_Given passage_:

The following are herein incorporated by reference for the purpose of background information on brush cleaning systems: EP 036290-B1, U.S. Pat. No. 4,494,863 to Laing; U.S. Pat. No. 4,639,124 to Nye; U.S. Pat. No. 3,572,923 to Fisher; U.S. Pat. No. 3,655,373 to Fisher et al.; U.S. Pat. No. 3,780,391 to Leenhouts; U.S. Pat. No. 3,580,673 to Yang; U.S. Pat. No. 3,722,018 to Fisher; U.S. Pat. No. 4,116,555 to Young et al. and U.S. Pat. No. 4,819,026 to Lange et al.
This invention relates to reproduction apparatus and more particularly to cleaning apparatus for removing residual toner and debris from a charge retentive surface including a secondary cleaning system for release and removal of agglomerates from the surface that are not cleaned therefrom at the primary cleaner.
In electrophotographic applications such as xerography, a charge retentive surface is electrostatically charged, and exposed to a light pattern of an original image to be reproduced to selectively discharge the surface in accordance therewith. The resulting pattern of charged and discharged areas on that surface form an electrostatic charge pattern (an electrostatic latent image) conforming to the original image. The latent image is developed by contacting it with a finely divided electrostatically attractable powder referred to as "toner". Toner is held on the image areas by the electrostatic charge on the surface. Thus, a toner image is produced in conformity with a light image of the original being reproduced. The toner image may then be transferred to a substrate (e.g., paper), and the image affixed thereto to form a permanent record of the image to be reproduced. Subsequent to development, excess toner left on the charge retentive surface is cleaned from the surface. The process is well known, and useful for light lens copying from an original, and printing applications from electronically generated or stored originals, where a charged surface may be imagewise discharged in a variety of ways. Ion projection devices where a charge is imagewise deposited on a charge retentive substrate operate similarly.
Although a preponderance of the toner forming the image is transferred to the paper during transfer, some toner invariably remains on the charge retentive surface, it being held thereto by relatively high electrostatic and/or mechanical forces. Additionally, paper fibers, Kaolin and other debris have a tendency to be attracted to the charge retentive surface. It is essential for optimum operation that the toner remaining on the surface be cleaned thoroughly therefrom.
A commercially successful mode of cleaning employed in automatic xerographic devices utilizes a brush with soft conductive fiber bristles which have suitable triboelectric characteristics. While the bristles are soft they are sufficiently firm to remove residual toner particles from the charge retentive surface. A voltage is applied to the fibers to enhance removal of toner from the charge retentive surface.

_What you have to do_:
Extend the passage on brush cleaning in xerographic devices, continuing directly after its final sentence.

_Data lines_:

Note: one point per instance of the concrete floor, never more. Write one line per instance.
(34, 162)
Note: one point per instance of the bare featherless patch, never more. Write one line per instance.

_Result_:
Not all toner and debris is removed from the surface by the brush cleaner. For reasons that are unclear, toner particles agglomerate with themselves and with certain types of debris to form a spot-wise deposition that can eventually strongly adhere to the charge retentive surface. These spots range from 50 μm to greater than 400 μm in diameter and 5-25 μm in thickness, but typically are about 200 μm in diameter and 5-15 μm in thickness. The agglomerates range in material compositions from nothing but toner to a broad assortment of plastics and debris from paper. The spots cause a copy quality defect showing up as a black spot on a background area of the copy which is the same size as the spot on the photoreceptor. The spot on the copy varies slightly with the exact machine operating conditions, but cannot be deleted by control of the machine process characteristics.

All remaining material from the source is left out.